= WHAT THE TASK REQUIRES =
For the material below, return exactly the lines starting at the one holding "Locate every instance of the dark" and ending at the one holding "Locate every instance of the white wall", counting both as part of the range.

= EXERCISE INPUT =

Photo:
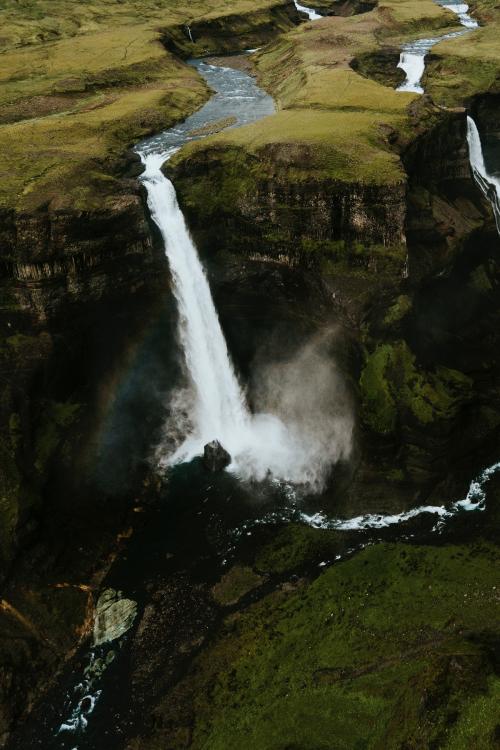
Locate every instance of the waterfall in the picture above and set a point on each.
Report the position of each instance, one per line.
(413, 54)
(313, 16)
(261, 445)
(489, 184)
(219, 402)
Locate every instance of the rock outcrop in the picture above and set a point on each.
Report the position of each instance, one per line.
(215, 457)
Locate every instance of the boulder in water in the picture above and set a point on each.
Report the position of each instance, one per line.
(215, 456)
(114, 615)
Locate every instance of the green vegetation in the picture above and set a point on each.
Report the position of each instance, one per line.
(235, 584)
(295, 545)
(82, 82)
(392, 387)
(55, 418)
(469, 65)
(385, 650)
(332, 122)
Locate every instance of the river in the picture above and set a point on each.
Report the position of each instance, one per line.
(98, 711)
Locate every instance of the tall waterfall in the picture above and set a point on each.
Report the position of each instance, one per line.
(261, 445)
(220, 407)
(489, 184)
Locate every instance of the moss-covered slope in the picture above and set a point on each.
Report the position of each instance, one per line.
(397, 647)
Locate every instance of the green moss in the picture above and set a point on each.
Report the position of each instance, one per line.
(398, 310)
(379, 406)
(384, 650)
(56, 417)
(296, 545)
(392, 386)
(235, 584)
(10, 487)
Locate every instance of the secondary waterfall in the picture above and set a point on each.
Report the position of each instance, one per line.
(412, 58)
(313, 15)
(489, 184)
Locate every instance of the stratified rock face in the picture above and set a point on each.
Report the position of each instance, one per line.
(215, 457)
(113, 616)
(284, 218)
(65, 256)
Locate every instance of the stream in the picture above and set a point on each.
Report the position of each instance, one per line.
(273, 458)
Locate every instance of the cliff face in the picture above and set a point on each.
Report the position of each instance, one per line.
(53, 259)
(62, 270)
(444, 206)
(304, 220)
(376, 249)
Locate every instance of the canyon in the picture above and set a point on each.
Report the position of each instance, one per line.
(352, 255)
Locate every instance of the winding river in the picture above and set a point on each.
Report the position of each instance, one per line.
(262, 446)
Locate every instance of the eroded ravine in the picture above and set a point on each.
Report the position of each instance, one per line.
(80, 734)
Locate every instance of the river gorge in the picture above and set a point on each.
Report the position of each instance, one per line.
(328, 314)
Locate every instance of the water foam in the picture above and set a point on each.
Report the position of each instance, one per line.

==

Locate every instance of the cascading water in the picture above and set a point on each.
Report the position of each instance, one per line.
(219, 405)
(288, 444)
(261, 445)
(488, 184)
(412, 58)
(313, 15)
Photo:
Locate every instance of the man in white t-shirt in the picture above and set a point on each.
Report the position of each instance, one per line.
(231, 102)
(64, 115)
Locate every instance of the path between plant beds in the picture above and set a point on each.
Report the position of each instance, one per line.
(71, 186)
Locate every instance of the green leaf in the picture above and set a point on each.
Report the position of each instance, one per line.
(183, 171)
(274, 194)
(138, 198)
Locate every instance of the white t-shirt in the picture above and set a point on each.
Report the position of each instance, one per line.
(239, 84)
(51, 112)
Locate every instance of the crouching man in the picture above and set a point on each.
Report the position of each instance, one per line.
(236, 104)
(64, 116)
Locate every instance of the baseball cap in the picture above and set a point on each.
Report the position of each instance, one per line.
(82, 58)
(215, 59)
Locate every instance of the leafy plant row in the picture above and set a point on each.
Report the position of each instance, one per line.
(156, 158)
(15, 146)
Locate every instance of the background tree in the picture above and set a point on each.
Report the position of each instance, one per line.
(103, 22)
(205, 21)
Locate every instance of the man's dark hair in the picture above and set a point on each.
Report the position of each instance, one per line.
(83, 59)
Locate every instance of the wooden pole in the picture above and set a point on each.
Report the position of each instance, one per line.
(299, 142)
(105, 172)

==

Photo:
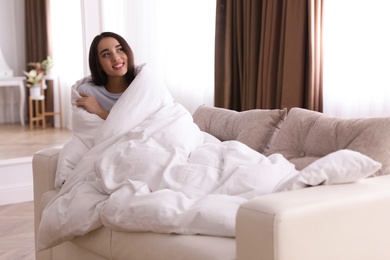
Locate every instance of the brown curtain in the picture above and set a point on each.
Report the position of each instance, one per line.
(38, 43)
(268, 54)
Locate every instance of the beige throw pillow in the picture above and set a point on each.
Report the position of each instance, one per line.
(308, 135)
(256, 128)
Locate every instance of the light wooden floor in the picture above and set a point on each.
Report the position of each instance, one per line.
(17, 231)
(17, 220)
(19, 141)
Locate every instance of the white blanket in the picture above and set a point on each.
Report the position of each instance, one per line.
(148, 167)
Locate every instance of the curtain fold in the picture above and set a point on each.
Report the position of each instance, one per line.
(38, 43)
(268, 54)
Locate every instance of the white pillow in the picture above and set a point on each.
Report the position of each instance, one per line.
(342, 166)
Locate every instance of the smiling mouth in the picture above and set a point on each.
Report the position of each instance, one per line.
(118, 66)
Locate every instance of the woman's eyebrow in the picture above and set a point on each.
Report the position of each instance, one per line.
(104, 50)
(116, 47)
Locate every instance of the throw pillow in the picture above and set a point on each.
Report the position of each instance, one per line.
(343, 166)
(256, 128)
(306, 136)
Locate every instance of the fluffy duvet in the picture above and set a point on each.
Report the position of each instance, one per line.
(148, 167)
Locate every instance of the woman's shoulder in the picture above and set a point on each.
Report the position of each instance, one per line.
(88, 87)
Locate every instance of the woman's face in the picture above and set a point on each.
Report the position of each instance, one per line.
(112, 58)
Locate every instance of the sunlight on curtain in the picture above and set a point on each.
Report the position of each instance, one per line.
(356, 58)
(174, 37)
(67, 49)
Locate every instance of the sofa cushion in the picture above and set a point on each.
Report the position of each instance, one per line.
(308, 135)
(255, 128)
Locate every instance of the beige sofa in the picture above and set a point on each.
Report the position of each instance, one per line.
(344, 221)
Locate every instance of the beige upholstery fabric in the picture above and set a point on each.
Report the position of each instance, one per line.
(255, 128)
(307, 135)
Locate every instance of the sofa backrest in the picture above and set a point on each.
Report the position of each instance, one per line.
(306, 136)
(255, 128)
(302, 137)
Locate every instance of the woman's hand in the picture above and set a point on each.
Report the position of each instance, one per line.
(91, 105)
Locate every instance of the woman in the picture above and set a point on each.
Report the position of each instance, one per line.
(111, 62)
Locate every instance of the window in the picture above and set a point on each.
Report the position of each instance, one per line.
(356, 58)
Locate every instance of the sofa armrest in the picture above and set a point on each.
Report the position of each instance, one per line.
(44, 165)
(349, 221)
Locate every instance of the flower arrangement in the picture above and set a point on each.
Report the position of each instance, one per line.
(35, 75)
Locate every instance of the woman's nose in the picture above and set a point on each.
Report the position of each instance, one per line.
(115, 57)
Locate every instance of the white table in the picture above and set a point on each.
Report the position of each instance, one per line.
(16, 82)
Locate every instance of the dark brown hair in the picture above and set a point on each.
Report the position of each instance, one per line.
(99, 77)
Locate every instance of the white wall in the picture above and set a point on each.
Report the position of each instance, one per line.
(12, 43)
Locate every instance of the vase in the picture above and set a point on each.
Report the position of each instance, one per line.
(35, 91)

= RESPONSE AREA =
Locate every instance of the dark brown hair in the picture above and set a point on each.
Report the position of each instance, one per line.
(99, 77)
Locate every instance of the white wall in the picture above and set a point on each.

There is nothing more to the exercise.